**Given data:**
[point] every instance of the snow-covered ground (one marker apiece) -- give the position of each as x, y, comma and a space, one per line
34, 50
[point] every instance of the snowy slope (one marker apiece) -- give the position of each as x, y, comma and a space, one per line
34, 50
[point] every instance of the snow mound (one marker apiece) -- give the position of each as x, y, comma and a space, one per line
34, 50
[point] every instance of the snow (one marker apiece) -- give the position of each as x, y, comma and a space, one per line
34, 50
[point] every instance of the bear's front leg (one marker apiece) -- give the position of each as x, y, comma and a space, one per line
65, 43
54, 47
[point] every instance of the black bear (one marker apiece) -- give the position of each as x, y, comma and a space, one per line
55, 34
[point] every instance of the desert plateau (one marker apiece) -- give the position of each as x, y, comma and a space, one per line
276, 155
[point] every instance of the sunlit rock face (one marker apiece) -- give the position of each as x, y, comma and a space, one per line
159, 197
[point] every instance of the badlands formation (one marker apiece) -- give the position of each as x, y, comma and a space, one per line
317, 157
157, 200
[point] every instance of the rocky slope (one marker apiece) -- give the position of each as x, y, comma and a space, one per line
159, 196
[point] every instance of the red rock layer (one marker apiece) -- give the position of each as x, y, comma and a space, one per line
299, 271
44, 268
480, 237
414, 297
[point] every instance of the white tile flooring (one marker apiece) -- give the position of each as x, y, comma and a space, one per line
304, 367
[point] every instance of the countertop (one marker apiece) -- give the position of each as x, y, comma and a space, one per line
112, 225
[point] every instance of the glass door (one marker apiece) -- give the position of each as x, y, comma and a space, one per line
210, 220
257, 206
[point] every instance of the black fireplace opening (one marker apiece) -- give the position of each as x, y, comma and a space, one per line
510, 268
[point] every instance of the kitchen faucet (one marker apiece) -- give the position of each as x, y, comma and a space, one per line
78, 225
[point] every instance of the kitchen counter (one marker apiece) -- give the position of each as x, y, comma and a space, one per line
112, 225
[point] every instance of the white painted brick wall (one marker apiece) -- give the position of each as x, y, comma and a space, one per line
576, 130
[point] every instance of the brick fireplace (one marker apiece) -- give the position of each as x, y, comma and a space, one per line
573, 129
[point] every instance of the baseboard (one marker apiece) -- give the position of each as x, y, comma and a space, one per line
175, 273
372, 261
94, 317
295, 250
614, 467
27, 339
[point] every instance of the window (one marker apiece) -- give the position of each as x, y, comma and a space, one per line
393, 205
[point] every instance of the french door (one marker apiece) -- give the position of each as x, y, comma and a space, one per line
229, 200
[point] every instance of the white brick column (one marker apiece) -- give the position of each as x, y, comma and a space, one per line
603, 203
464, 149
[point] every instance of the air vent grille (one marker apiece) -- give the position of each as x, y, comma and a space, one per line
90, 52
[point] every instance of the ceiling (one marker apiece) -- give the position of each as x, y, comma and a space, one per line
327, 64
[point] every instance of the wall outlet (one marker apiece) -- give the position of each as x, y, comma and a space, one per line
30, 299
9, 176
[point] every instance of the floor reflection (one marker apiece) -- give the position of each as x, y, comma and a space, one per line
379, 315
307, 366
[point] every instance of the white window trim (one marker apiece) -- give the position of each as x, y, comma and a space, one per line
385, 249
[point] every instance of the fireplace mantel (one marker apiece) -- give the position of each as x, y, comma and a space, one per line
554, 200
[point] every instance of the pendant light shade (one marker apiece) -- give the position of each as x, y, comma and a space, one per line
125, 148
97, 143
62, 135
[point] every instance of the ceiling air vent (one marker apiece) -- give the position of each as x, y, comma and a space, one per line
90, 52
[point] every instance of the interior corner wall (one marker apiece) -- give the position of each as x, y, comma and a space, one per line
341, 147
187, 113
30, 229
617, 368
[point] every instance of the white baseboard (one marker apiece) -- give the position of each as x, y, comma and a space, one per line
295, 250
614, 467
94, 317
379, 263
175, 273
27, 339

**What this task involves:** Each entry must be output exactly as it was written.

**Exercise result:**
[point] every instance of the snow-covered ground (one marker apiece) -- give the position of each as x, y, comma and a space, one per line
34, 50
[point] every instance of the snowy slope (one marker apiece) -- give the position of each as x, y, comma and a space, one per line
34, 50
[point] every instance of the snow mound (one marker apiece) -- give the position of each as x, y, comma and a space, one per line
34, 50
[point] every instance of the snow (one marker apiece) -- give the position of each as x, y, comma and a space, one per line
34, 50
[point] every instance of the bear's front leg (one marker apiece) -- give the position of each as x, y, comma and a space, one per line
65, 43
54, 47
[point] every instance of the black bear (one marker apiece) -- give the position of each as x, y, comma and a space, one per line
55, 34
[point] every instance of the desert plateau (one marker apiece) -- give the position of each as x, y, comma and a space, one per line
276, 155
[point] every instance of the sunlit rock face (one marker apiece) -- give the position of each as x, y, comma and a space, one per line
159, 197
[point] every instance of the badlands formation (one marker apiece) -- give the position of each as x, y, comma and a space, one per line
317, 157
157, 200
[point] every instance of the rocky slope (one marker apiece) -- give the position of each as x, y, comma and a space, one per line
159, 196
[point] every instance of the red rock layer (one marker apiece) -- give the position of each as x, y, comma and a space, one per line
299, 271
44, 268
480, 237
414, 297
[point] every instance of the white tile flooring (one marker apiece) -- give the position of each as x, y, comma and a space, one per line
304, 367
[point] every instance of the countertop (one marker apiece) -- give the position of each as x, y, comma and a space, one per line
112, 225
[point] every instance of the glass door (one marker apiece) -- give the position of each as x, y, comma and a space, one per line
210, 220
257, 206
[point] every instance of the black fireplace opening (one marker apiece) -- give the position of each as x, y, comma and a space, one per line
510, 268
[point] every instance of the kitchen faucet (one marker apiece) -- give the position of each as x, y, comma and a space, one per line
78, 225
[point] every instance of the kitchen counter (one marker apiece) -- give the position of each as x, y, comma and a space, one per line
112, 225
[point] every instance of the white painted brick wall (one marker apiece) -- give the position of each as x, y, comma and a space, one per line
576, 130
[point] every instance of the brick fireplace (one marker apiece) -- give the position of each as x, y, comma and a space, one per line
573, 129
[point] every instance of the baseboard (one marker apiece) -- give the position of each as x, y, comma and a space, one per line
175, 273
372, 261
94, 317
295, 250
614, 467
27, 339
[point] every instance of the window (one marker apiece) -- give the position of each as x, y, comma and a space, one per line
393, 205
[point] every instance of the french door (one marker apiece) -- give the position of each as x, y, comma and a space, one per line
229, 200
[point] every instance of the white brick column (one marker apiece) -- give the position of each as x, y, comma and a space, one per line
603, 203
464, 149
[point] every instance of the air vent grille (one marker apiece) -- give the position of each as x, y, comma and a space, one per line
90, 52
[point] every instance of the ceiling (one marker apiece) -- give the position of each as x, y, comma and a space, one per line
327, 64
[point] every instance of the wall outlet (one marker apiece) -- give the position of each as x, y, comma and a space, one per line
30, 299
9, 176
[point] every instance of the floor reflection (one marker apiece) -- give the position of each as x, y, comma and a space, one per line
379, 315
307, 366
[point] every instance of the white window trim (one marker apiece) -- give the position of each as x, y, comma and a space, one per line
385, 249
[point] every instance of the fireplace mantel (one marker apiece) -- give the position of each as x, y, comma and a space, one per line
554, 200
[point] every instance of the pendant light shade (one marker apiece) -- give the position of each as x, y, comma and a space, one per line
125, 148
97, 143
62, 135
[point] every instance of the ceiling air vent (one marker apiece) -- give the position of each as x, y, comma and a space, one per line
90, 52
[point] every instance of the interior corner wall (one marker apiece) -- give the position of each as x, y, comma and a space, one per line
341, 147
187, 113
30, 229
617, 368
[point] every instance of the white baseboard (one marker apiece) -- give the position of each as x, y, comma and a space, one per line
295, 250
614, 467
94, 317
379, 263
175, 273
27, 339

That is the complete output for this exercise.